After the Japanese surrender on 16 August 1945, Bose fled to Saigon (Ho Chi Minh City) and boarded a Mitsubishi Ki-21 or “Sally” twin-engine heavy bomber for a flight to Japan. Sally was the American codename for the Ki-21.

The bomber and Bose never made it to Japan. Instead, the bomber crashed in Taipei, Taiwan. In 1945, Taiwan was a Japanese colony. Many people consider the crash suspicious because mechanics heard a loud bang and saw something off the plane right after takeoff.

The Ki-21 broke into pieces during the crash, which killed the crew and most of the passengers. However, two men escaped the plane. One survivor was Bose, who ran through a fire to escape an explosion.

During the escape, Bose became covered with burning gasoline. Witnesses described Bose as a “human torch.” Companions put out the flames, but they were too late to save Bose.

### Given data
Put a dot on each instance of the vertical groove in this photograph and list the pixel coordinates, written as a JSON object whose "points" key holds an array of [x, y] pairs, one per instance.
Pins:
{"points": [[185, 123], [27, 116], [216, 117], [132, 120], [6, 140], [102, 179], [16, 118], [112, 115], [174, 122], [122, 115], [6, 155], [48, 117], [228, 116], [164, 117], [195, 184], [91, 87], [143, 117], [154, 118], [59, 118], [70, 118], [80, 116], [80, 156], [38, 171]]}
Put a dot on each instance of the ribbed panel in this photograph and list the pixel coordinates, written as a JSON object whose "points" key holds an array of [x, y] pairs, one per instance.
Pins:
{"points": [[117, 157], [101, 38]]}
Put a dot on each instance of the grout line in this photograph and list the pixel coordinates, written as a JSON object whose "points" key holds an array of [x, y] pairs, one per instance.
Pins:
...
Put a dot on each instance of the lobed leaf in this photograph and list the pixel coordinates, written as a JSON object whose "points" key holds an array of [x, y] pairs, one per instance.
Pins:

### Problem A
Set down everything from "After the Japanese" down to "right after takeoff." in the passage about the 1945 bomber crash.
### Problem B
Take the passage about the 1945 bomber crash further, beginning right after its final sentence.

### Task answer A
After the Japanese surrender on 16 August 1945, Bose fled to Saigon (Ho Chi Minh City) and boarded a Mitsubishi Ki-21 or “Sally” twin-engine heavy bomber for a flight to Japan. Sally was the American codename for the Ki-21.

The bomber and Bose never made it to Japan. Instead, the bomber crashed in Taipei, Taiwan. In 1945, Taiwan was a Japanese colony. Many people consider the crash suspicious because mechanics heard a loud bang and saw something off the plane right after takeoff.

### Task answer B
The rescuers took Bose; who had third-degree burns to a Japanese military hospital, where he died that night. Bose’s survival for several hours after the fire astounded the attending surgeon, Dr. Yoshimi.

Bose’s death was convenient because he was a political liability to both the British Empire and the Indian National Congress, which was leading India’s fight for freedom. Bose had been a former president of the Indian National Congress and a protégé of Mahatma Gandhi himself.

However, Bose broke with Gandhi and left the Congress in 1940 after rejecting Gandhi’s pacifism. Instead, Bose wanted to turn the Congress into a militant movement modeled after European fascist parties.

Bose’s death was convenient to the British because he may have been trying to surrender the Americans or the Soviets. The British could have feared Bose wanted to go to Japan to offer his services to the American occupation forces or their Russian allies.

Notably, American occupation forces commanded by General Douglas MacArthur arrived in Japan in August 1945. Some Soviet officers and agents accompanied those forces.

An obvious possibility is that Bose was in contact with the Soviets or the Americans before he tried to flee to Japan. The British could have learned of such contact through their electronic eavesdropping on Japanese communications.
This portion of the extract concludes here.